### Point localization data:
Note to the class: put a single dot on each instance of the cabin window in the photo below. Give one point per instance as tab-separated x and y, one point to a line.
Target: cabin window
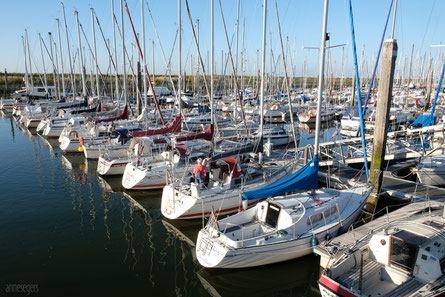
273	213
314	218
442	264
330	211
403	254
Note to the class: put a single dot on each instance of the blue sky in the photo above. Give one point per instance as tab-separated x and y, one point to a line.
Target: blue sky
418	22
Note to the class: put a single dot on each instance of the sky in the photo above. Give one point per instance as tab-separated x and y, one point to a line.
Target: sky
418	23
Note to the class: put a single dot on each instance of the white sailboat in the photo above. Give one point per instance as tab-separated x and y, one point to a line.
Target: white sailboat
403	256
285	227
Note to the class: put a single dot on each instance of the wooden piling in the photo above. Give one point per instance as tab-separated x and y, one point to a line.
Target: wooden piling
389	56
139	88
429	85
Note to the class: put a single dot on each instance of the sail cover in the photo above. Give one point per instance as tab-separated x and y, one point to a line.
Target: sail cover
303	179
122	116
173	127
207	134
423	121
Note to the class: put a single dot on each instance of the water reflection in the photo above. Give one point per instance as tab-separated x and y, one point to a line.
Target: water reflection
292	278
119	235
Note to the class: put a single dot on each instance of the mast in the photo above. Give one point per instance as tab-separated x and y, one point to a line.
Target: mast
212	61
143	52
263	64
320	78
291	113
179	56
29	60
26	64
69	51
55	70
115	51
123	52
82	70
95	54
153	58
43	61
54	64
236	53
197	68
61	58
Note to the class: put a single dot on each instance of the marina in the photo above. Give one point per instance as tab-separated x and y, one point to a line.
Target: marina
136	162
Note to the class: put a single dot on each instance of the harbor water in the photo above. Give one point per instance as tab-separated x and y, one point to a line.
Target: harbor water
67	232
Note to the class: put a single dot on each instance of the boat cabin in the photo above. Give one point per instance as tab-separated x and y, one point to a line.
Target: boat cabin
396	262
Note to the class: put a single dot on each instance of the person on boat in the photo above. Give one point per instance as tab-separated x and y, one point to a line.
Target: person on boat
110	131
200	171
206	163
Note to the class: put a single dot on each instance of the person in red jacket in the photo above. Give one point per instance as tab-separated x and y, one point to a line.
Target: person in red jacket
200	171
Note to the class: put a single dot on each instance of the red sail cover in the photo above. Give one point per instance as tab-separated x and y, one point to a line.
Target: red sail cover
207	134
173	127
122	116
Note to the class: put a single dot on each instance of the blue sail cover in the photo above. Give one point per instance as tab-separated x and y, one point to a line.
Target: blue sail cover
424	120
303	179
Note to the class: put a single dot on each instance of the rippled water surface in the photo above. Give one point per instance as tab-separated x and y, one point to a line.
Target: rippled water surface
73	233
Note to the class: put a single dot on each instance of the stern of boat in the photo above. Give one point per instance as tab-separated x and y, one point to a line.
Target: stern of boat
209	252
177	205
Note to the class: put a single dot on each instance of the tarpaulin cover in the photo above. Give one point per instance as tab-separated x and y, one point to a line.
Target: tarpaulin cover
424	120
122	116
207	134
76	105
173	127
233	166
303	179
92	109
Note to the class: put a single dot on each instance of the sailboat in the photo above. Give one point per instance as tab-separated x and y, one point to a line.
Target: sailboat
282	227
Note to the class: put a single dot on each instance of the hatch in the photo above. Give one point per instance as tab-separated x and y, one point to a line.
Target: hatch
404	248
273	212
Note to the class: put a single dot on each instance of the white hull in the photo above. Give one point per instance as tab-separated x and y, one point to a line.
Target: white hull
247	240
141	178
176	205
52	131
92	151
136	179
112	167
32	122
68	145
270	253
431	177
277	141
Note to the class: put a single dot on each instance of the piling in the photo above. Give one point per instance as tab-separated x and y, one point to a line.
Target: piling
429	85
389	57
353	90
139	83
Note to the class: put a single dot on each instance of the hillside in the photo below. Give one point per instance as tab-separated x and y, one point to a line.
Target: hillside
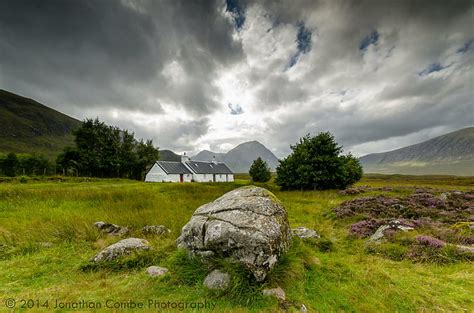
27	126
241	157
451	154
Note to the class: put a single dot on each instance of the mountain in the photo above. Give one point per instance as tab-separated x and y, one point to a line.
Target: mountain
449	154
206	155
241	157
27	126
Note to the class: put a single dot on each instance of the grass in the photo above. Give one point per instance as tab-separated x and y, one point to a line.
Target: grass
335	273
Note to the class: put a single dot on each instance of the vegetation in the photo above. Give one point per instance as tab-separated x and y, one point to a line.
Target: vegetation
259	171
28	127
47	238
316	163
106	151
13	164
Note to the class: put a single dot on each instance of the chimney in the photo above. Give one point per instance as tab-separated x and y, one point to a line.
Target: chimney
184	157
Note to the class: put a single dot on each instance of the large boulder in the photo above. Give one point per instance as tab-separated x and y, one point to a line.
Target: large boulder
247	225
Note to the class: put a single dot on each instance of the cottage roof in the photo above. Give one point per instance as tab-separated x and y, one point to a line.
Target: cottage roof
173	167
200	167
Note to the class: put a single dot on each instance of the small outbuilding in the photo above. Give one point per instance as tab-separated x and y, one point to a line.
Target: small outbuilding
189	171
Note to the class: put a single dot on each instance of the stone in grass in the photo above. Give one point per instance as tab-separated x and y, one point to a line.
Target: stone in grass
468	249
155	271
111	229
248	225
217	280
304	232
275	292
155	230
392	225
121	248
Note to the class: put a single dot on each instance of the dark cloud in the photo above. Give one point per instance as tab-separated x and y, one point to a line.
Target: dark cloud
96	53
235	109
367	70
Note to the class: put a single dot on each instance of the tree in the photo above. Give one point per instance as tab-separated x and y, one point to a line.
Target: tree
259	171
105	151
316	163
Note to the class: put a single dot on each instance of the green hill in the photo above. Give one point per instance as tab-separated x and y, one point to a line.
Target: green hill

### WHAT TO WORK ON:
For each line of the data that includes the word "green", return a copy of it.

### EXERCISE SOLUTION:
Note to the class: put a single dot on each instance of the green hill in the photo above. Give one point per instance as tab-separated x and y, one point to a line.
Target: green hill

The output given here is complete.